Are you concerned about external cyber threats to your company’s security? Have you considered the possibility that the internal threats are just as prevalent…and possibly more damaging to your company’s well-being?
External threats to the security of your data can be addressed with education and a robust firewall.
Internal breaches are more difficult to prevent…and they can do more damage to your company than any piece of external malware that might be thrown your way.
The origin of cyber threats
We’re all familiar with external cyber threats. The first, and most famous, was conceived by a student.
The Morris Worm was the concoction of a student engineer at the Massachusetts Institute of Technology, Robert Tappen Morris who, in 1986 “climbed it because it was there”, and set a precedent for internet hacking that would challenge the tech and legal professions.
Curiosity was part of his nature. Robert Jr. was the son of Robert Morris, a cryptographer who, at the time, was working for the National Security Agency.
According to reports,
The [Morris] worm did not damage or destroy files, but it still packed a punch. Vital military and university functions slowed to a crawl. Emails were delayed for days.
The network community labored to figure out how the worm worked and how to remove it. Some institutions wiped their systems; others disconnected their computers from the network for as long as a week.

__List of tasks__
1) Rewrite the paragraph of the article on cyber threats that begins "The network community labored" as one shorter sentence that keeps its main facts.
2) Write the next few sentences of the article on cyber threats, picking up after its last sentence.
The rows are separate from the article on cyber threats.

__Supplied material__
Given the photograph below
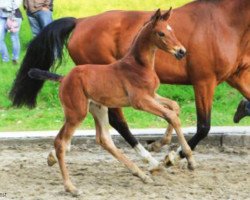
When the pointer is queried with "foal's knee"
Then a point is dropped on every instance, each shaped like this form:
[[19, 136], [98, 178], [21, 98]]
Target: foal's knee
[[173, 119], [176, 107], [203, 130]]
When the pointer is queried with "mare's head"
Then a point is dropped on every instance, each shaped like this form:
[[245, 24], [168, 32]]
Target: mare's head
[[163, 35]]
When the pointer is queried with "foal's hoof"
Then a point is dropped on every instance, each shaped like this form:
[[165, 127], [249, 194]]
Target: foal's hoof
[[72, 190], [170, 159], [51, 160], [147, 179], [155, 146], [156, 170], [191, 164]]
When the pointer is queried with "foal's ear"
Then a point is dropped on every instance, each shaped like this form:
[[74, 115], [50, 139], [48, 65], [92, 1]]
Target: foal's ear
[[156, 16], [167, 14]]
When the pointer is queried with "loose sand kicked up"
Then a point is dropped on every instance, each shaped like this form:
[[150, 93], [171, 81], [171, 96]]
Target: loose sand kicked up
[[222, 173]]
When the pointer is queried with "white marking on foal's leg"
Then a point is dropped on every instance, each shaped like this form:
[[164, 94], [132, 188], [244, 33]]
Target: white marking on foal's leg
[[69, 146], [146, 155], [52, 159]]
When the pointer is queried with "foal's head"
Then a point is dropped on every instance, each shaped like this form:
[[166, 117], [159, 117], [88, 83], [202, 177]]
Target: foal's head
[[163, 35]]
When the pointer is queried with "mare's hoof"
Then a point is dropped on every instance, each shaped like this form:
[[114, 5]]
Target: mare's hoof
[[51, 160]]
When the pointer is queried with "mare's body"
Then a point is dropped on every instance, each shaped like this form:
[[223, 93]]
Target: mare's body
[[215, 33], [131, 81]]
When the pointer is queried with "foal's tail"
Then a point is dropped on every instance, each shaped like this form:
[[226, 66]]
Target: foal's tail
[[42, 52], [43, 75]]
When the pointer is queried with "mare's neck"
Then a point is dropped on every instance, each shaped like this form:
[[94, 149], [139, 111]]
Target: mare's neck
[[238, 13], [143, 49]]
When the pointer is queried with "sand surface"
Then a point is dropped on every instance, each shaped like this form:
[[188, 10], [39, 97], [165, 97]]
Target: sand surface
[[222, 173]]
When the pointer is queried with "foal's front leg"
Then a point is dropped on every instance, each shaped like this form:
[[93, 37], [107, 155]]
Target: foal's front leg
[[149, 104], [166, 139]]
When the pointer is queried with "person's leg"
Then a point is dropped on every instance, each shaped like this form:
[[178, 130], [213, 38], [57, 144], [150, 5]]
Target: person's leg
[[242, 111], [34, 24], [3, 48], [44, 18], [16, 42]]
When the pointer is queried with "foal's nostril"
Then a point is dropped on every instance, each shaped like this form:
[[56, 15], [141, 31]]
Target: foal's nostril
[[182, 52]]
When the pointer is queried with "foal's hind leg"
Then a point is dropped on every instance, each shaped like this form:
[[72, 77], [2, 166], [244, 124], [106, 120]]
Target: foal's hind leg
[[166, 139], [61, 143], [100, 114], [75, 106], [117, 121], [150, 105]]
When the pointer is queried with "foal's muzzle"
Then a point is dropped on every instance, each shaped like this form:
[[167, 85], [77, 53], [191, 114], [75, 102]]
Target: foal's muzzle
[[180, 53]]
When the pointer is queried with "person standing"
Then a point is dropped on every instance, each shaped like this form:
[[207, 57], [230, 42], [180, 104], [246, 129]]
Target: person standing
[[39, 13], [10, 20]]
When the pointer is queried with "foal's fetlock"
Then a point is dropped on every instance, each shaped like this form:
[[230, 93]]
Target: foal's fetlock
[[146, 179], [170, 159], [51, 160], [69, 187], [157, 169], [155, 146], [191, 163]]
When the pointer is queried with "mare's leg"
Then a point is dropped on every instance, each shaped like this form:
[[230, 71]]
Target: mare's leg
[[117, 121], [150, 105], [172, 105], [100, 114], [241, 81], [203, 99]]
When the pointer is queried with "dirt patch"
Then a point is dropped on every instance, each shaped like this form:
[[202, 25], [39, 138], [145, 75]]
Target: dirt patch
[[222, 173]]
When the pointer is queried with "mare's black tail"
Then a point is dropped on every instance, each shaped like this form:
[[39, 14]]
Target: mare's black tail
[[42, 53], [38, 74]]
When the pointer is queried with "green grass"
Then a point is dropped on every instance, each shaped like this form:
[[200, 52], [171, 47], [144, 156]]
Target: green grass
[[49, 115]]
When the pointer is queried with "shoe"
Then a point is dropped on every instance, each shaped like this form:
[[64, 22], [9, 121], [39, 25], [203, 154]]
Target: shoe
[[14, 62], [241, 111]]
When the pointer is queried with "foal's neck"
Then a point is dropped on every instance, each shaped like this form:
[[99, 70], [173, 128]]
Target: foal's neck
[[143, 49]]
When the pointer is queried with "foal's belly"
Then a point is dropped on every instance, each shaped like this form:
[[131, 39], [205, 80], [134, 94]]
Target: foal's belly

__Results for the exercise__
1) Network experts worked to understand and remove the worm, with some institutions wiping their systems and others disconnecting their computers from the network for up to a week.

2)
The exact damages were difficult to quantify, but estimates started at $100,000 and soared into the millions.
That was the first in a series of attacks that resulted in the Federal Bureau of Investigation launching a legal challenge, leading to the creation of the Computer Fraud and Abuse Act.
Computers were no longer efficient, benign calculators. They were a source of vulnerability when it came to ownership and data privacy.
External and internal cyber threats – then and now
Regulatory bodies have drawn a circle around external cyber threats. There are means and methods to track an IP address that is outside the circumference of an organization. A good firewall will catch most of the phishing and malware before it reaches your company’s shores.
You can educate your employees to avoid click-bait emails with malware and viruses that come from addresses entirely foreign to the company.
But what about emails that come from a former employee? One who still has access to passwords? Or a disgruntled employee still working for your company who hopes to disrupt your company’s operation, either to profit or make a point?
You don’t have to be suspicious of every employee. That would create an unhealthy work environment.
But you can implement a regular internet security program that will safeguard your employees from innocently allowing malware into your company and discourage people with mal intentions from attempting to breach your security.
It’s pretty simple.
Five steps to increase internal cybersecurity
It’s human nature that the more complex something is to do, the less likely it will be done well.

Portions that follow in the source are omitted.